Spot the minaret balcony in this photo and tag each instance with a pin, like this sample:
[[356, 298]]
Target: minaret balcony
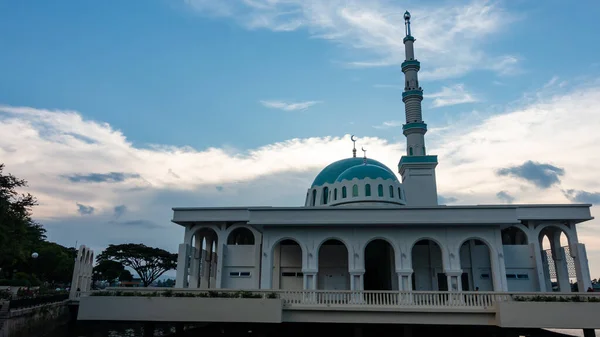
[[411, 64], [412, 94], [417, 125]]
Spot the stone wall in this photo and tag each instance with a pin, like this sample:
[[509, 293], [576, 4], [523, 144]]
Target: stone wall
[[30, 321]]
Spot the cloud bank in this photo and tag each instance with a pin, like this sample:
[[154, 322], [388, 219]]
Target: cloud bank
[[289, 106], [96, 188], [376, 29]]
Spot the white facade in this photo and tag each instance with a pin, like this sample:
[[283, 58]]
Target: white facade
[[362, 228]]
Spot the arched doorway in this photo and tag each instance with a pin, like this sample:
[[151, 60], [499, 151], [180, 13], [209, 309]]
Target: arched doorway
[[287, 265], [333, 266], [476, 266], [428, 268], [556, 259], [202, 271], [380, 268]]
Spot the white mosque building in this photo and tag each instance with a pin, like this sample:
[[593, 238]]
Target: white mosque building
[[363, 228]]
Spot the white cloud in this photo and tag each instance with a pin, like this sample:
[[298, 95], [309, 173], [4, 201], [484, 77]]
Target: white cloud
[[555, 127], [289, 106], [448, 34], [451, 96], [388, 86]]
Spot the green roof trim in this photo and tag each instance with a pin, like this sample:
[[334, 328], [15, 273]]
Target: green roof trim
[[419, 125], [417, 160], [330, 173], [366, 171]]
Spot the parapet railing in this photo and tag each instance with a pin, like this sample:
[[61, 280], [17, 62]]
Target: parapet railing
[[349, 298]]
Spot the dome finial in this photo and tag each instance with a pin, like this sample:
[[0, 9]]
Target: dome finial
[[364, 155]]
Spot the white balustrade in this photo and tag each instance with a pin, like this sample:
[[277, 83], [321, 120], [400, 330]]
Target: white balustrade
[[380, 299]]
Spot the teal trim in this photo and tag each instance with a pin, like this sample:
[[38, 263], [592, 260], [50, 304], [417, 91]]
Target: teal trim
[[417, 160], [330, 173], [411, 64], [419, 125], [366, 171], [412, 92]]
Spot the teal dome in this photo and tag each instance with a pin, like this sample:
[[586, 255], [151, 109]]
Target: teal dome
[[330, 173], [366, 171]]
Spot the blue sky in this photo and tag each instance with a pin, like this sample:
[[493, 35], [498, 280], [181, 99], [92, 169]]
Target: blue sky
[[198, 102]]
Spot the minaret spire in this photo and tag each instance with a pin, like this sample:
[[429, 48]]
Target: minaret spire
[[416, 167], [414, 129]]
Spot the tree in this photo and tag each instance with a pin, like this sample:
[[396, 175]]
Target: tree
[[19, 234], [150, 263], [108, 270]]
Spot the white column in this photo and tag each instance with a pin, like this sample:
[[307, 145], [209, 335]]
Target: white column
[[454, 280], [405, 280], [357, 280], [536, 251], [560, 263], [581, 267], [182, 266], [266, 267], [219, 273], [310, 280]]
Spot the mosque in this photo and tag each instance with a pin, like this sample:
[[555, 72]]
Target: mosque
[[362, 227]]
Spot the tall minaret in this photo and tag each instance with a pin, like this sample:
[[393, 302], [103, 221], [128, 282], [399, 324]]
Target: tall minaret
[[416, 167]]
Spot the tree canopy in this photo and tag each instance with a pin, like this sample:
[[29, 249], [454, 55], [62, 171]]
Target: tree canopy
[[150, 263], [19, 234]]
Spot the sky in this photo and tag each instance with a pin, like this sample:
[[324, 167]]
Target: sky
[[116, 111]]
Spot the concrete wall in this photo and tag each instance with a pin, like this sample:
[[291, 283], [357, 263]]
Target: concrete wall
[[559, 315], [239, 263], [520, 268], [177, 309], [30, 321]]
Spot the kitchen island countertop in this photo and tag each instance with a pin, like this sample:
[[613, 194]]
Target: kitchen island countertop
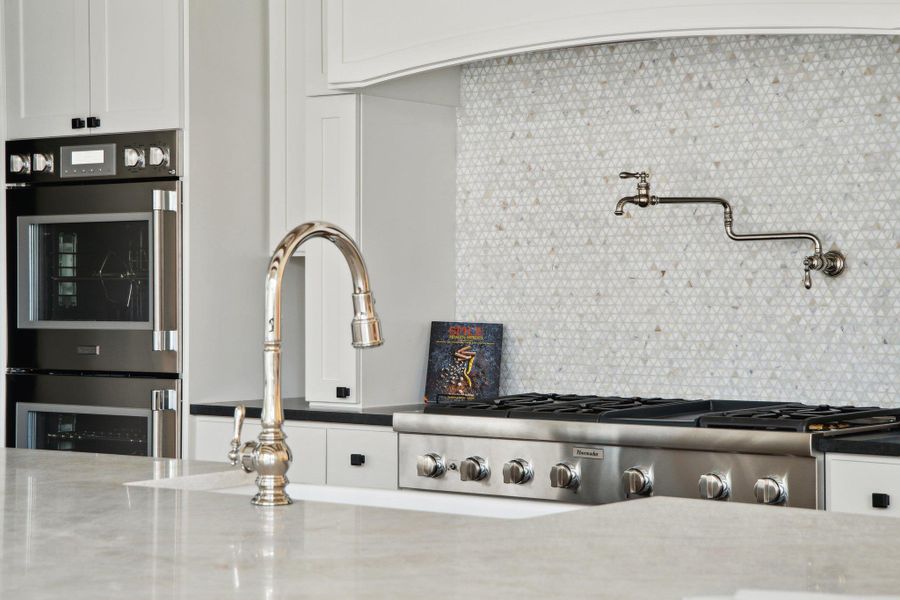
[[72, 529]]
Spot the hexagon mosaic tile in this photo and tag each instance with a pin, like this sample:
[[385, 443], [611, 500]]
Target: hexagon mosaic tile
[[798, 132]]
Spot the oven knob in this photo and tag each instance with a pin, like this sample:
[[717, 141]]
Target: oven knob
[[159, 156], [770, 490], [637, 482], [564, 475], [134, 158], [20, 163], [42, 163], [430, 465], [474, 468], [714, 486], [517, 471]]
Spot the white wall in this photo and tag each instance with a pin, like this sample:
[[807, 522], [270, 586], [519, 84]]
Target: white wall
[[228, 190], [228, 253]]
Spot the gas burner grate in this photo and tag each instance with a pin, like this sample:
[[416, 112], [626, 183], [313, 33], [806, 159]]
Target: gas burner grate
[[564, 407], [802, 417]]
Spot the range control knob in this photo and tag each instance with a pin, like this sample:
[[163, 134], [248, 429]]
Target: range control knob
[[430, 465], [20, 163], [770, 490], [564, 475], [474, 468], [637, 482], [134, 158], [42, 163], [517, 471], [714, 486], [159, 156]]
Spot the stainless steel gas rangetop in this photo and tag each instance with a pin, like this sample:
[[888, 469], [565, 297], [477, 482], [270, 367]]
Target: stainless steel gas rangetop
[[595, 450]]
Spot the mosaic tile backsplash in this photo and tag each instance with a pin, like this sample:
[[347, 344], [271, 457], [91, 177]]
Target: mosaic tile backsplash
[[798, 132]]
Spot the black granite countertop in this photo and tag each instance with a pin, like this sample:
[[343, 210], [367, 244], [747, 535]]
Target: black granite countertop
[[879, 443], [297, 409]]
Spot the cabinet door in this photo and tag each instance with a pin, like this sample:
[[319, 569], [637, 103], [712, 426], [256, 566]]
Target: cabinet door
[[136, 64], [331, 195], [865, 485], [47, 67]]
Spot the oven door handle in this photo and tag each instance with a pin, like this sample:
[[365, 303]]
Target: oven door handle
[[162, 427], [165, 298]]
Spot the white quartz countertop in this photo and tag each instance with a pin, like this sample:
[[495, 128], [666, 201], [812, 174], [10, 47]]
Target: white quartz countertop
[[72, 529]]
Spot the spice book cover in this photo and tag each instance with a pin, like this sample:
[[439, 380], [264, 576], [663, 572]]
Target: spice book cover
[[463, 361]]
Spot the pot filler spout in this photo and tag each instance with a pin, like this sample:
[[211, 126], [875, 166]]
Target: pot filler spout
[[830, 263]]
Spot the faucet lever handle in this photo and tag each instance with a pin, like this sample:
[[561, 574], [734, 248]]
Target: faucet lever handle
[[234, 454]]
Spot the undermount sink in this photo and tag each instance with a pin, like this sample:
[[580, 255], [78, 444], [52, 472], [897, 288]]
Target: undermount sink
[[239, 483]]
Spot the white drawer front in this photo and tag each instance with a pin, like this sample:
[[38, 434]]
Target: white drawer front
[[378, 449], [211, 440], [307, 444], [851, 481], [211, 436]]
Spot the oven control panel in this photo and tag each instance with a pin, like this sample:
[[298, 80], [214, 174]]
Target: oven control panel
[[141, 155], [94, 160]]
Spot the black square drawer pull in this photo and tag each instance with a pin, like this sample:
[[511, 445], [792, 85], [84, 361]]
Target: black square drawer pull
[[881, 500]]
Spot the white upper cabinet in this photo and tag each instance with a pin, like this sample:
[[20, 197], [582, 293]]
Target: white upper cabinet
[[136, 64], [71, 64], [47, 66], [374, 40]]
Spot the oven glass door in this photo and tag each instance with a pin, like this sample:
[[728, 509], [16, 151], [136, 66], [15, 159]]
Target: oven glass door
[[94, 277], [84, 428], [85, 271]]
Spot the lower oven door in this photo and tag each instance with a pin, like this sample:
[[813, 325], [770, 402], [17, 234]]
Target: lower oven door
[[111, 415]]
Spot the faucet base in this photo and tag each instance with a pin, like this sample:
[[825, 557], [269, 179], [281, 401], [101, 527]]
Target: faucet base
[[271, 491], [834, 263]]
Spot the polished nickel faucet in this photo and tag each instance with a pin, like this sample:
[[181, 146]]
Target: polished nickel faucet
[[831, 263], [269, 456]]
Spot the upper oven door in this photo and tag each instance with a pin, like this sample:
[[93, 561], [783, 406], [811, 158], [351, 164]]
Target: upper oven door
[[93, 277]]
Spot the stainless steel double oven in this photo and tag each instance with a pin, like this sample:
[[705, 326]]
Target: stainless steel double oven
[[93, 234]]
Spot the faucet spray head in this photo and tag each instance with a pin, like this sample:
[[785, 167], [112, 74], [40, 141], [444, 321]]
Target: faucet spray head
[[366, 327]]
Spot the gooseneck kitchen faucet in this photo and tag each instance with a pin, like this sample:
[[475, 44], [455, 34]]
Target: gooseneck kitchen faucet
[[831, 263], [269, 456]]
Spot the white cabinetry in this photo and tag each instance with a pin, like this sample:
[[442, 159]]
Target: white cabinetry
[[862, 484], [382, 166], [374, 40], [383, 169], [336, 454], [116, 61], [362, 457], [211, 436]]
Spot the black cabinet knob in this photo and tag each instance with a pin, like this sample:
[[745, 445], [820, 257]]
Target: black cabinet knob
[[881, 500]]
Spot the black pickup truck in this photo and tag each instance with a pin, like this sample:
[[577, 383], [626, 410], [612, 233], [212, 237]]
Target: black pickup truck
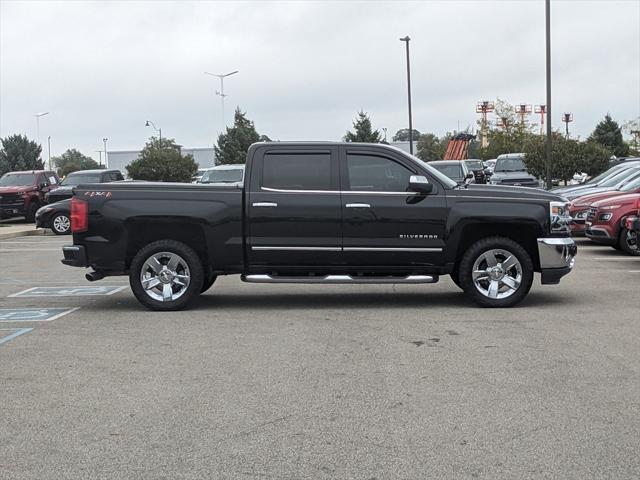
[[321, 213]]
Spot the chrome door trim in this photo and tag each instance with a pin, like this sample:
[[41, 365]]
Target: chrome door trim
[[309, 249], [392, 249]]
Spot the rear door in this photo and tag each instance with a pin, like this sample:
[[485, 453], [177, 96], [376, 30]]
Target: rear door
[[294, 208], [385, 224]]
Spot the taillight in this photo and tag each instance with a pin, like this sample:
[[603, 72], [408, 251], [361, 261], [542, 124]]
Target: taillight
[[79, 215]]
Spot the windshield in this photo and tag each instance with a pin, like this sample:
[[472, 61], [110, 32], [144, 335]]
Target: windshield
[[618, 177], [77, 179], [18, 180], [632, 184], [223, 176], [474, 164], [454, 172], [515, 164]]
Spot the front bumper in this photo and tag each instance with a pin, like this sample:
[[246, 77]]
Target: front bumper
[[74, 255], [557, 257]]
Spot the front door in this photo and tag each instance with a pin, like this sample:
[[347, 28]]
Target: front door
[[384, 224], [294, 208]]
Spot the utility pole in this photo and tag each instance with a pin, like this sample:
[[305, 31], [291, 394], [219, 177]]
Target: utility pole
[[523, 110], [541, 109], [484, 108], [547, 11], [406, 40], [567, 118], [38, 115], [221, 93], [104, 140]]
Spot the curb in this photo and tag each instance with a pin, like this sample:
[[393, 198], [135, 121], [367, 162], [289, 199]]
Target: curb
[[22, 233]]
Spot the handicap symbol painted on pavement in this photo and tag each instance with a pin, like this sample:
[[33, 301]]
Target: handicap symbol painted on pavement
[[33, 314], [68, 291], [7, 334]]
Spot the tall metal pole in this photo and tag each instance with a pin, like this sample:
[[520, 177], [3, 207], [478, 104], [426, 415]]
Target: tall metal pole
[[406, 40], [547, 10], [104, 140]]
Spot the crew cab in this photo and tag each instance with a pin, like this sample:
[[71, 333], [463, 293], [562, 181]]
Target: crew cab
[[22, 193], [321, 213], [606, 219]]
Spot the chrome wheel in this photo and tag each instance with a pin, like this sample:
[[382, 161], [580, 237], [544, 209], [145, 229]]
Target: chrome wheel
[[165, 276], [497, 274], [61, 224]]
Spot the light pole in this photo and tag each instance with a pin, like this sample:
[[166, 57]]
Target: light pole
[[406, 40], [222, 76], [38, 115], [159, 130], [547, 12]]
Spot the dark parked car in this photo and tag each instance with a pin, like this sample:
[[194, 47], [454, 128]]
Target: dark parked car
[[82, 176], [511, 170], [456, 170], [326, 213], [56, 216], [22, 193]]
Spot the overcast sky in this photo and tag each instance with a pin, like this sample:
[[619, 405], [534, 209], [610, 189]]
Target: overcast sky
[[305, 68]]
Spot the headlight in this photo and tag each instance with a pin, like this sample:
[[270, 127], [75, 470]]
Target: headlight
[[559, 216]]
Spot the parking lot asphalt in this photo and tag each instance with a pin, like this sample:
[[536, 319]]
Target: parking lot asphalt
[[315, 382]]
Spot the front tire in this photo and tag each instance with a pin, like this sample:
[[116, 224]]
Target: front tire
[[496, 272], [166, 275], [628, 242], [61, 224]]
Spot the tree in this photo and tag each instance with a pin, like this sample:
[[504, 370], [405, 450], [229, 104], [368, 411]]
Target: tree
[[363, 131], [71, 161], [19, 153], [233, 145], [402, 135], [609, 134], [430, 147], [161, 160]]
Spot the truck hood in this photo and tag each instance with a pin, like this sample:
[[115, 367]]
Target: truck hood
[[627, 199], [499, 191], [21, 189]]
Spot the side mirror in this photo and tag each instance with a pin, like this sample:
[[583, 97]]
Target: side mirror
[[420, 184]]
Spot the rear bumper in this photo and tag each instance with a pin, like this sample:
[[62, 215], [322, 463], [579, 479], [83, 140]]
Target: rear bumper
[[74, 256], [557, 257]]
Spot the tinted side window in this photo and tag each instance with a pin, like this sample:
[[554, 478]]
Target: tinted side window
[[376, 174], [297, 171]]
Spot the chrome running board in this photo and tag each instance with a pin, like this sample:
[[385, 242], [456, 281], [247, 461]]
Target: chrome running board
[[339, 279]]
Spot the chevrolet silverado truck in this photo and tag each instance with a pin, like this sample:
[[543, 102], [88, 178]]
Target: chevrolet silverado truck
[[332, 213]]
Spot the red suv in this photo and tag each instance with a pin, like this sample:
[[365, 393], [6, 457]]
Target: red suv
[[22, 193], [606, 219], [579, 207]]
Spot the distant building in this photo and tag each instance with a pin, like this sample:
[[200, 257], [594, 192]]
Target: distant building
[[203, 156], [119, 159]]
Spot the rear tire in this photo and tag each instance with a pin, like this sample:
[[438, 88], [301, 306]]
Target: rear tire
[[496, 272], [166, 275], [628, 242]]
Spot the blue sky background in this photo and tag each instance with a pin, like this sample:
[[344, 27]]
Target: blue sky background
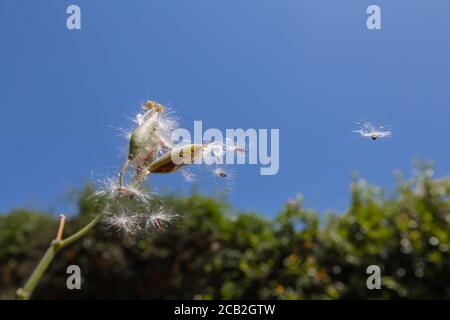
[[309, 68]]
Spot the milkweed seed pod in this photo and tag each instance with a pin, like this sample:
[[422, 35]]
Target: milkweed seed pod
[[177, 158], [144, 141]]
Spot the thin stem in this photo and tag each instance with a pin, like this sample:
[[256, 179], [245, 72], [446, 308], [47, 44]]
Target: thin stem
[[62, 220], [56, 245]]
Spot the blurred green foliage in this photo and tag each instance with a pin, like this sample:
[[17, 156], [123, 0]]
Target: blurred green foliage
[[213, 251]]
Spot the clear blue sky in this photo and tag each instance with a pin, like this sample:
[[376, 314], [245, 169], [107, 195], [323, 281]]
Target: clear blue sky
[[309, 68]]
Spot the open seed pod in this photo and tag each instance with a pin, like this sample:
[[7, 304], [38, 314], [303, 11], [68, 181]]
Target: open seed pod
[[177, 158]]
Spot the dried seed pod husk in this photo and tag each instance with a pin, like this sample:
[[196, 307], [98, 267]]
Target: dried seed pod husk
[[177, 158]]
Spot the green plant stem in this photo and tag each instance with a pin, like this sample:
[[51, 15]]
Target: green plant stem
[[56, 245]]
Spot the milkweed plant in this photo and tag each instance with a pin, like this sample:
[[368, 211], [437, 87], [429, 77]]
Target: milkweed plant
[[127, 205]]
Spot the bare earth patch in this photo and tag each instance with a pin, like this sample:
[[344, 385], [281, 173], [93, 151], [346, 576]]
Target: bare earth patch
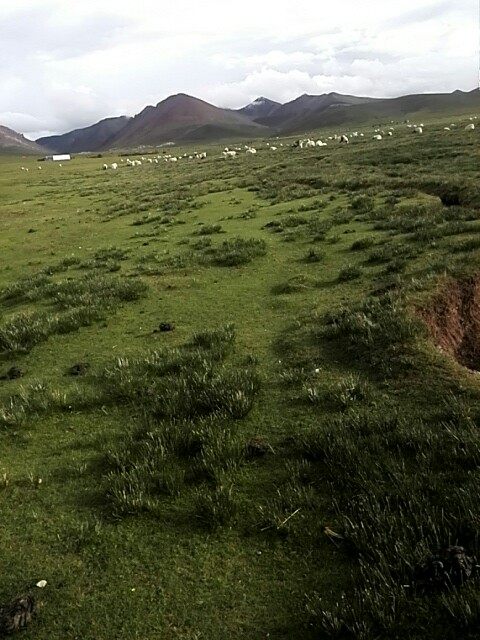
[[453, 319]]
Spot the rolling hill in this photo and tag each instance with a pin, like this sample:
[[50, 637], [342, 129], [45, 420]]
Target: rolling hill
[[312, 112], [182, 118], [293, 115], [259, 108], [13, 142], [87, 139]]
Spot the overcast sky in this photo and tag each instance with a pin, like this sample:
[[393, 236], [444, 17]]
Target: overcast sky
[[68, 63]]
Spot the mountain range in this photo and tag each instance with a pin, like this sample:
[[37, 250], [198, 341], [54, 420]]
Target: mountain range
[[13, 142], [183, 118]]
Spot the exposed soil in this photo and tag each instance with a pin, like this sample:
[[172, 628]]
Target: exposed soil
[[453, 319]]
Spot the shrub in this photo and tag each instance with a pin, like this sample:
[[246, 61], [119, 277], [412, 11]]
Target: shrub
[[313, 255], [209, 229], [362, 243], [236, 252], [349, 272]]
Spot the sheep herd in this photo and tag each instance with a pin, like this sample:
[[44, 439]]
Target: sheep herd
[[304, 143]]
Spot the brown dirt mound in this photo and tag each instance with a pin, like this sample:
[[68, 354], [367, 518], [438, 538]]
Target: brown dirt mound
[[453, 319]]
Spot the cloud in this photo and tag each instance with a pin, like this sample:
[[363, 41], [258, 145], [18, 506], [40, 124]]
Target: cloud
[[68, 64]]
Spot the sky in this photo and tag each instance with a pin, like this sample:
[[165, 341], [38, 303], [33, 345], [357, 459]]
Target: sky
[[66, 64]]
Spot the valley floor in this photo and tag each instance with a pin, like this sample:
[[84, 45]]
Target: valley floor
[[277, 462]]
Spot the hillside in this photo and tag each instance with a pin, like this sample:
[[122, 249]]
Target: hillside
[[259, 108], [13, 142], [241, 398], [89, 138], [182, 117], [291, 116], [368, 110]]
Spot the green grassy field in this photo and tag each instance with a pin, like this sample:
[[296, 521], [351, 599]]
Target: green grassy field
[[185, 484]]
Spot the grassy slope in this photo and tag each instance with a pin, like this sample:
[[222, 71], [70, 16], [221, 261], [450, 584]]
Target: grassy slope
[[165, 576]]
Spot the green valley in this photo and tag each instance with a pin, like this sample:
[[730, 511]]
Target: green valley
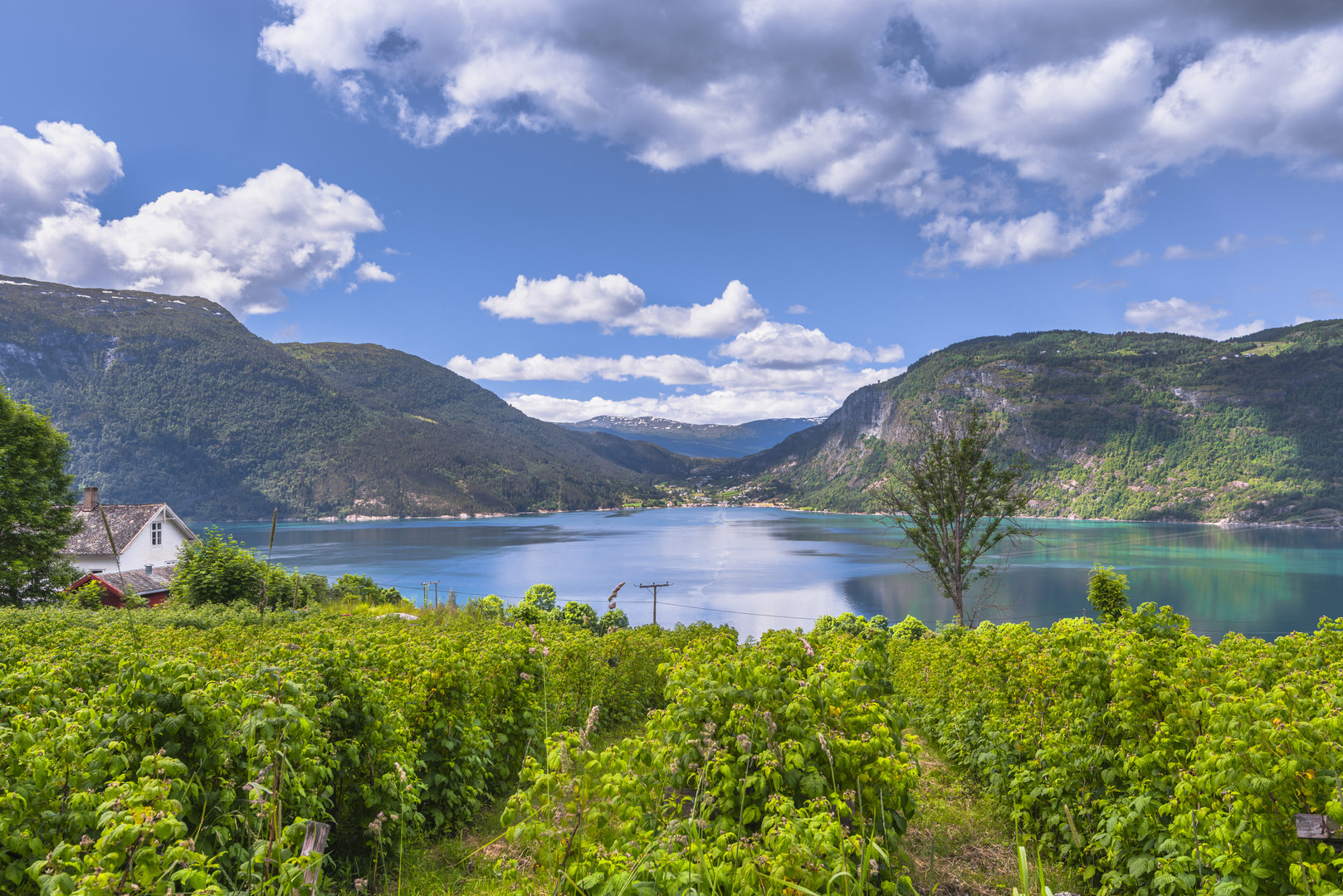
- - - - -
EXERCISE INSTRUCTIONS
Please copy out the data above unchanged, starting at the line that contains "Spot the oven knob" and ending after the line that contains "[[228, 190], [228, 253]]".

THE RESPONSE
Spot the oven knob in this photo and tag each instance with a pin, like this sample:
[[717, 141]]
Target: oven knob
[[159, 156], [770, 490], [637, 482], [564, 475], [134, 158], [20, 163], [42, 163], [430, 465], [474, 468], [714, 486], [517, 471]]
Spot the white wall in this photo and tag each instance with a pin, like this sample:
[[807, 522], [270, 586], [519, 84]]
Target: white wall
[[228, 190], [228, 253]]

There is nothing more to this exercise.